Start of Block

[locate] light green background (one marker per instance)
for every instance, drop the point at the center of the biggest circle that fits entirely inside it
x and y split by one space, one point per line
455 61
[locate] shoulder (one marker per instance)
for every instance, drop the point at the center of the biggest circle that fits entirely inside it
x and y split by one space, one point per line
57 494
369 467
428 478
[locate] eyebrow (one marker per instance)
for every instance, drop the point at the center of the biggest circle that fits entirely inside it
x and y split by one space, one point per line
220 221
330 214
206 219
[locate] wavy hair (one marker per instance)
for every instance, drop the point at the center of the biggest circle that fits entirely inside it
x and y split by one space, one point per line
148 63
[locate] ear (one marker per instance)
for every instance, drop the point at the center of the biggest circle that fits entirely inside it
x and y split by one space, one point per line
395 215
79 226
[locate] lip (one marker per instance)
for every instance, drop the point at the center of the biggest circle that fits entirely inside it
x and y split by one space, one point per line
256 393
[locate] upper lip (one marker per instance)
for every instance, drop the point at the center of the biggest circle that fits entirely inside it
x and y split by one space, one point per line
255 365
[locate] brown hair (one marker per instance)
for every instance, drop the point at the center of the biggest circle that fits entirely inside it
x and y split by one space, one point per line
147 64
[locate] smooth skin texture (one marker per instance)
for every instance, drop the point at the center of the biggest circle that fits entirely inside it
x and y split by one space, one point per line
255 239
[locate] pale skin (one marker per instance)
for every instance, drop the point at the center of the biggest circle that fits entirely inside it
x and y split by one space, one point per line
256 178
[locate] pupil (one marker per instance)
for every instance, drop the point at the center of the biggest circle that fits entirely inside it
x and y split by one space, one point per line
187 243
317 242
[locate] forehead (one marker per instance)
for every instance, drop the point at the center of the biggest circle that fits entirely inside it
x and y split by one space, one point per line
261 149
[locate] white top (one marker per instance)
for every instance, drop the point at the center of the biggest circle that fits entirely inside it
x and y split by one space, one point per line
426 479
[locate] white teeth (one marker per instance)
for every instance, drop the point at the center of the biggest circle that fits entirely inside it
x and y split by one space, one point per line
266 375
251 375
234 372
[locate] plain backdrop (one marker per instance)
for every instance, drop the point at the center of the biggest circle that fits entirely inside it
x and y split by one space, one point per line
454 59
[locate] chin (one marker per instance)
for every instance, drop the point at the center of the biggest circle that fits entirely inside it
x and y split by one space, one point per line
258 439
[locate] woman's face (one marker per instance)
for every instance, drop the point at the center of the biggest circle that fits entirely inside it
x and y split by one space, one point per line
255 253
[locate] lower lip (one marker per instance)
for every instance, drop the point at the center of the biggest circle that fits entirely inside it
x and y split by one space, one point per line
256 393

End of Block

Work required — Reproduce the material above precisely, omitting nothing.

Finished task —
[locate] light green background (one marker per instance)
for every instance, drop the point at the center of the biggest circle that fits entirely inside it
x and y split by one space, one point per line
455 61
[locate] shoulder (one marker per instance)
for every instance, drop the point at the center of the biggest circle that fits entirely inside it
x and y split by one space, one point per line
57 494
369 467
428 478
[locate] eyebrow (one marker per instance)
for every instance, drop the point at the center of the biggest circle that fits entirely inside it
x and y split by one space, one point per line
220 221
330 214
206 219
[locate] wavy hair (one marker per instance)
for every instance, drop the point at the center of the biggest circle that fits entirely inside it
x and y split by one space, one point per line
148 63
[locate] ear (one marker per instance)
for every instance, drop the point at the center of the biggest circle that fits entirely inside it
x and y split by one space, one point per line
395 215
79 226
[locate] lip (one marker per instance)
for every instance, drop the point at the center of the biggest circle that fits entirely inside it
x and y split by one space, one point per line
256 393
[locate] upper lip (one marker per instance)
for every instance, drop the point at the center of the biggest circle that fits entirely inside it
x and y split by one space, one point per line
255 365
[locate] brown hair (one marker per instance)
for every instance, drop the point at the center of the biggest circle that fits entirely inside it
x and y split by one space, one point per line
147 64
[locate] smooth skin texture (one marker per instance)
for every instance, drop the point at the center of the biggest circle that fits entirely inside it
x and y split by one space, one point per line
255 239
[locate] pale skin (one marker per instance)
for every instance, drop the point at the center of the biggest circle that fits entirely inside it
x and y split by one space, one point per line
256 178
[locate] pupil (one marker per instance)
for every instance, drop the point at the center of the biggest circle that fits entirely inside it
x and y split by one space, one point per line
187 243
317 242
[locate] forehead (one marker per instance)
for every instance, drop the point at the center of the biggest circle that fits entirely inside it
x and y split by one space, one point per line
261 149
[locate] white top (one marker per instance)
for every instance, drop the point at the center of the biggest circle that fits entirely inside it
x and y split by one space, one point per line
426 479
[locate] white teeth (one marker per instance)
for every instance, drop the point at the center of the biggest circle that fits entirely inside it
x and y split by one space, one point per line
266 375
251 375
234 372
[locate] plain backdrop (one marker per instance)
for every instance, drop the point at the center of the biggest circle that fits entirely inside it
x and y split by one space, one point per line
454 59
[locate] chin (one marker per instance)
for every instance, drop the point at the center of the biggest circle that fits entirely inside it
x and y split by one space, one point per line
258 439
[locate] woman's face (one marker per instance)
for every instance, drop the point at the center of the biggest circle that fits entirely inside it
x and y split by one space, one point per line
255 253
[locate] lower lip (one marker per instance)
for every instance, drop the point at the center of the biggest circle that fits entirely inside it
x and y split by one space, one point per line
256 393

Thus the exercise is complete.